PAGE EXTRACT -
_ _ _
Ideal candidates will have a background in server development, system design, root cause, scoping complex issues, qualification, problem solving and developing corrective actions.
Key job responsibilities
Design and Architecture: Own server architecture, board design, component selection, thermal and power design, and ODM technical reviews. Make trade-off decisions balancing performance, cost, and manufacturability. Lead design reviews with manufacturing partners and ensure designs scale to production volumes.
Fleet Operations: Monitor production quality, analyze field data to inform future designs, and drive continuous improvement. Collaborate with operations teams to ensure your designs meet reliability targets in production environments.
_ _ _
DATASET ROWS -

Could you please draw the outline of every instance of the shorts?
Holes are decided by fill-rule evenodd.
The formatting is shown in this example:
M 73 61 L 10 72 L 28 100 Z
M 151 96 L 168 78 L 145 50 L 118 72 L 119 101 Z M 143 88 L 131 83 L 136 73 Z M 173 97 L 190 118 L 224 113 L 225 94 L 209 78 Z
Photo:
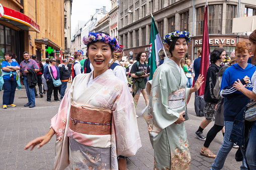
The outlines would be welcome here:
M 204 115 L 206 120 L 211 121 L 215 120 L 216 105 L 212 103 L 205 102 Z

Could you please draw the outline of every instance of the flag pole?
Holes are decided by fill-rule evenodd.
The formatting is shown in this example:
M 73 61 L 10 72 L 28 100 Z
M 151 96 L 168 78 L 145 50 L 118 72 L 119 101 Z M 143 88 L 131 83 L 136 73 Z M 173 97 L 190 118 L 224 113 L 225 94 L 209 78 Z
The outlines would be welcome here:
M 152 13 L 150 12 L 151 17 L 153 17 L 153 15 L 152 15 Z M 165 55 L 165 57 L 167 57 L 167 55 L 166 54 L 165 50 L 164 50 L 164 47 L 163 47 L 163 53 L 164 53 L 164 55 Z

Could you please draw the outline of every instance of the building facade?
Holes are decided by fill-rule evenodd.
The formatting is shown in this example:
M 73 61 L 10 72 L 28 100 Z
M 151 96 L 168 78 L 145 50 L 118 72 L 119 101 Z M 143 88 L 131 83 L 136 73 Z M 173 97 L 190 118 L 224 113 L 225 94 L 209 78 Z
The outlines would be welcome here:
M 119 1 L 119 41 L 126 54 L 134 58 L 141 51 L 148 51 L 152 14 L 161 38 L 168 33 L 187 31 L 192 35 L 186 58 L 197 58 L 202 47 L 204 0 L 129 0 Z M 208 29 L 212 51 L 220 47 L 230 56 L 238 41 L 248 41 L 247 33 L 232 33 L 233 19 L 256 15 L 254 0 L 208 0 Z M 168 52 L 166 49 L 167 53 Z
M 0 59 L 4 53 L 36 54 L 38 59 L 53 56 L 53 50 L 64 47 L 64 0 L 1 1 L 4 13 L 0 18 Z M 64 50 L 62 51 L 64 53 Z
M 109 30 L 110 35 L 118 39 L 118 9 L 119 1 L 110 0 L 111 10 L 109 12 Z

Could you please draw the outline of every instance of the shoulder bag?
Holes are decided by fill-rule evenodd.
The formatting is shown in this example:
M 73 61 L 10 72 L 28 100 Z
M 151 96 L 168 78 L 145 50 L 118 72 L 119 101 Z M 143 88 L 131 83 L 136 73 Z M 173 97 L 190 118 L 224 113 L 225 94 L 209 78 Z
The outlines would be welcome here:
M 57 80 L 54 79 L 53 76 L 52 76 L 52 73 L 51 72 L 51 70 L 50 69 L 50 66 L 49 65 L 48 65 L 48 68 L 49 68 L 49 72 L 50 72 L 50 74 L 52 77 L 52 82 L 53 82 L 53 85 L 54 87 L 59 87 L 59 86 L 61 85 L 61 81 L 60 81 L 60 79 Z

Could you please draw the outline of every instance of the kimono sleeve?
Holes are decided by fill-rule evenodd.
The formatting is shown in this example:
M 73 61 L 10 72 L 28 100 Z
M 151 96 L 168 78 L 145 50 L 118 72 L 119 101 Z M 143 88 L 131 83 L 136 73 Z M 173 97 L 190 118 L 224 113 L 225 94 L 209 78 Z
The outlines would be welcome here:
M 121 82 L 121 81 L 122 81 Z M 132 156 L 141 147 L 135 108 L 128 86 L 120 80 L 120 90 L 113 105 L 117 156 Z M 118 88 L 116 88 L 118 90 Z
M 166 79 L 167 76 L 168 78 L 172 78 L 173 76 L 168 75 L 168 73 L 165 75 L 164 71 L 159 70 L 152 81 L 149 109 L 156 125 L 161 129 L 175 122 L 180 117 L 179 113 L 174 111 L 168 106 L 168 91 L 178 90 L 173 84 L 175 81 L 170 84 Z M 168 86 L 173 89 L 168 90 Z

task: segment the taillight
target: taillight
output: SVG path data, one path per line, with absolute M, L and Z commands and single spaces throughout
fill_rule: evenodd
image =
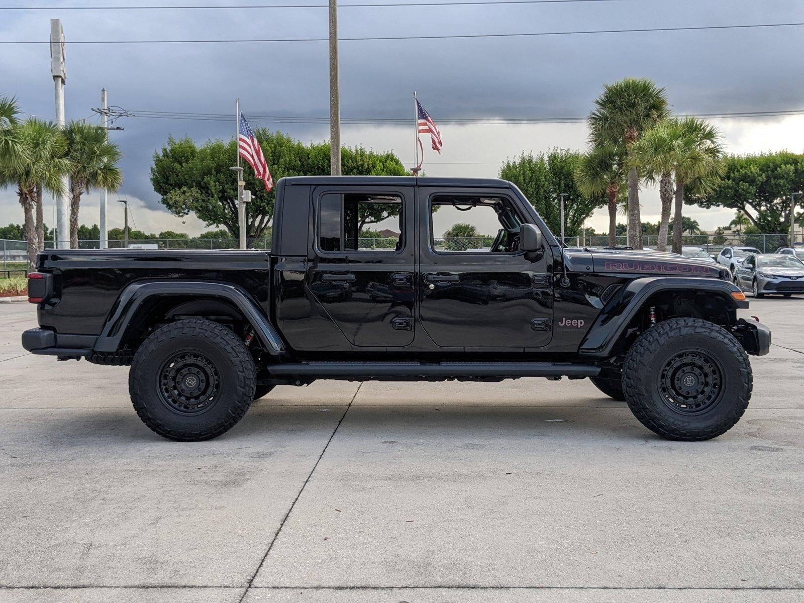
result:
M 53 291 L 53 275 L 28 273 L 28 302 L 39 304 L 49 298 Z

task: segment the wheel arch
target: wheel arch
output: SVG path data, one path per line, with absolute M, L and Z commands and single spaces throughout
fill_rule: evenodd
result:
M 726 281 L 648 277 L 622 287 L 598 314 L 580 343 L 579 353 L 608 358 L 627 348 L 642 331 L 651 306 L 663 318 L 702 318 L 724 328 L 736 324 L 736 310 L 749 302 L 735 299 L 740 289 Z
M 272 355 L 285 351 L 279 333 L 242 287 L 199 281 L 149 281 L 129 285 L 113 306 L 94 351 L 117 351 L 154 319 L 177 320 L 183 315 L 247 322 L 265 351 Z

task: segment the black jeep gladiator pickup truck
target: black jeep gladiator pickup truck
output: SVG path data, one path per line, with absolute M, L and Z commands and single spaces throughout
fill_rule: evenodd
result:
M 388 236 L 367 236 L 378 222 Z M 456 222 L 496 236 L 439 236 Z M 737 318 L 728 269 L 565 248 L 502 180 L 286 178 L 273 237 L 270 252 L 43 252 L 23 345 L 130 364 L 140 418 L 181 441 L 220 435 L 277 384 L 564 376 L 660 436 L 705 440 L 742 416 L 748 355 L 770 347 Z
_ _ _
EXERCISES -
[a] Based on the server engineering job description, state whether each statement agrees with it, answering yes or no and quoting the words that decide it: (i) the role includes leading design reviews with manufacturing partners; (ii) field data is analyzed to inform future designs; (iii) the Fleet Operations work is done without the operations teams.
[b] Extend the server engineering job description past its final line, keeping its style.

RESULTS FOR THE EXERCISE -
[a]
(i) Yes: "Lead design reviews with manufacturing partners"
(ii) Yes: "analyze field data to inform future designs"
(iii) No: "Collaborate with operations teams to ensure your designs meet reliability targets in production environments"

[b]
A day in the life
You will spend your time making design decisions—defining technical requirements, conducting design reviews with manufacturing partners, selecting components, and architecting thermal and power solutions. You will interface with customers to translate requirements into technical specifications and work with manufacturing partners to ensure your designs scale to production. You will collaborate with interdisciplinary teams including component engineers, firmware developers, test engineers, and integration specialists to deliver complete server solutions.
About the team
*Why AWS*
Amazon Web Services (AWS) is the world’s most comprehensive and broadly adopted cloud platform. We pioneered cloud computing and never stopped innovating — that’s why customers from the most successful startups to Global 500 companies trust our robust suite of products and services to power their businesses.
*Diverse Experiences*
Amazon values diverse experiences. Even if you do not meet all of the preferred qualifications and skills listed in the job description, we encourage candidates to apply. If your career is just starting, hasn’t followed a traditional path, or includes alternative experiences, don’t let it stop you from applying.
*Work/Life Balance*
We value work-life harmony. Achieving success at work should never come at the expense of sacrifices at home, which is why we strive for flexibility as part of our working culture. When we feel supported in the workplace and at home, there’s nothing we can’t achieve in the cloud.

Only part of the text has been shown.